===== Task input =====
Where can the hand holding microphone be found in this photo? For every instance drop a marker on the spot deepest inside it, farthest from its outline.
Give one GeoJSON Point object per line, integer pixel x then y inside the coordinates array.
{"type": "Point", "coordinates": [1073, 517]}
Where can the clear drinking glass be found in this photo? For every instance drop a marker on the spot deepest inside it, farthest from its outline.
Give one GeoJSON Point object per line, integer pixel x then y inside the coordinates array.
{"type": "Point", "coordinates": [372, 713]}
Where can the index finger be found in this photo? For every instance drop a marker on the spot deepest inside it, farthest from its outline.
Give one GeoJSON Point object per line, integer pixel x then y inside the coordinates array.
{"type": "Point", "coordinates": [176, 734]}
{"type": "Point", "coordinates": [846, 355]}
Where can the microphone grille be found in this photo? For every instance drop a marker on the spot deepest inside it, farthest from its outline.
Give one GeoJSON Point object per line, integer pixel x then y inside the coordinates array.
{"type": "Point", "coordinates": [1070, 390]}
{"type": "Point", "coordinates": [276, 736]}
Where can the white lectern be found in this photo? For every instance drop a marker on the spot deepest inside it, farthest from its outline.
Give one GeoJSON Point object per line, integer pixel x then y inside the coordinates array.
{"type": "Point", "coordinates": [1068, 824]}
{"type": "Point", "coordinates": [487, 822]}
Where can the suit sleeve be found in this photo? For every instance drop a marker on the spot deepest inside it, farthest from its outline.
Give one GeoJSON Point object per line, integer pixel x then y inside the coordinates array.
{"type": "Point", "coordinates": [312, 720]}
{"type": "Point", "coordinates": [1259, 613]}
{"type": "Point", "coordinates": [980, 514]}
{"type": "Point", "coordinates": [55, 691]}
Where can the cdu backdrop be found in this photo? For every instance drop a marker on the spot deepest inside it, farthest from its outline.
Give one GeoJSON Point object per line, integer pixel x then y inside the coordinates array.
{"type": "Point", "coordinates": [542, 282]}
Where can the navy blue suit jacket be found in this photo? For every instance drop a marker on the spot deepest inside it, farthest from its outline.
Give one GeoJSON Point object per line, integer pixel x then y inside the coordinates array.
=====
### Task description
Turn all of the records above into a JSON list of strings, one string per line, leaving out blank lines.

### Solution to this problem
[
  "Where can the hand holding microphone be found in this photo? For every instance drop a marker on the spot deepest inside it, farthest from its outline.",
  "Give one GeoJSON Point object per line, integer pixel x then y inside the coordinates array.",
  "{\"type\": \"Point\", \"coordinates\": [1073, 517]}",
  "Where can the clear drinking glass be found in this photo? For every instance drop a marker on the spot deepest inside it, farthest from its outline.",
  "Give one GeoJSON Point object per line, integer pixel x then y inside the coordinates array.",
  "{\"type\": \"Point\", \"coordinates\": [372, 713]}",
  "Where can the index finger be found in this photo? For every instance drop a marker on the spot deepest inside it, farthest from its outline.",
  "Give one GeoJSON Point object per line, integer pixel x then y inside the coordinates array.",
  "{\"type\": \"Point\", \"coordinates\": [176, 734]}",
  "{\"type\": \"Point\", \"coordinates\": [846, 355]}",
  "Where can the microphone grille be found in this photo? For every instance drop a marker on the spot deepest inside it, farthest from its outline.",
  "Give one GeoJSON Point object per line, integer pixel x then y inside the coordinates array.",
  "{\"type\": \"Point\", \"coordinates\": [1070, 390]}",
  "{\"type\": \"Point\", \"coordinates\": [276, 736]}",
  "Where can the white lectern be found in this photo? For every instance drop a marker on the spot deepest inside it, farthest from its outline.",
  "Give one GeoJSON Point object per line, integer pixel x then y inside the coordinates array.",
  "{\"type\": \"Point\", \"coordinates\": [1068, 824]}",
  "{\"type\": \"Point\", \"coordinates\": [487, 822]}",
  "Where can the suit sleeve be found in this photo? For every instance drop a marker on the spot deepest inside it, farthest from its outline.",
  "Give one GeoJSON Point object per line, integer pixel x then y inside the coordinates array.",
  "{\"type\": \"Point\", \"coordinates\": [312, 720]}",
  "{\"type\": \"Point\", \"coordinates\": [1259, 613]}",
  "{\"type\": \"Point\", \"coordinates\": [980, 514]}",
  "{\"type\": \"Point\", \"coordinates\": [55, 691]}",
  "Where can the cdu backdrop be found in this photo? For every instance drop a marker on the spot deepest inside it, farthest from its outline.",
  "Give one GeoJSON Point object per line, integer pixel x then y inside the coordinates array.",
  "{\"type\": \"Point\", \"coordinates\": [542, 282]}",
  "Where can the navy blue suit jacket be found in this photo? For every instance drop a marker on the spot deepest inside it, farthest from its outline.",
  "Give one GeoJSON Point object per line, integer pixel x then y inside the coordinates array."
]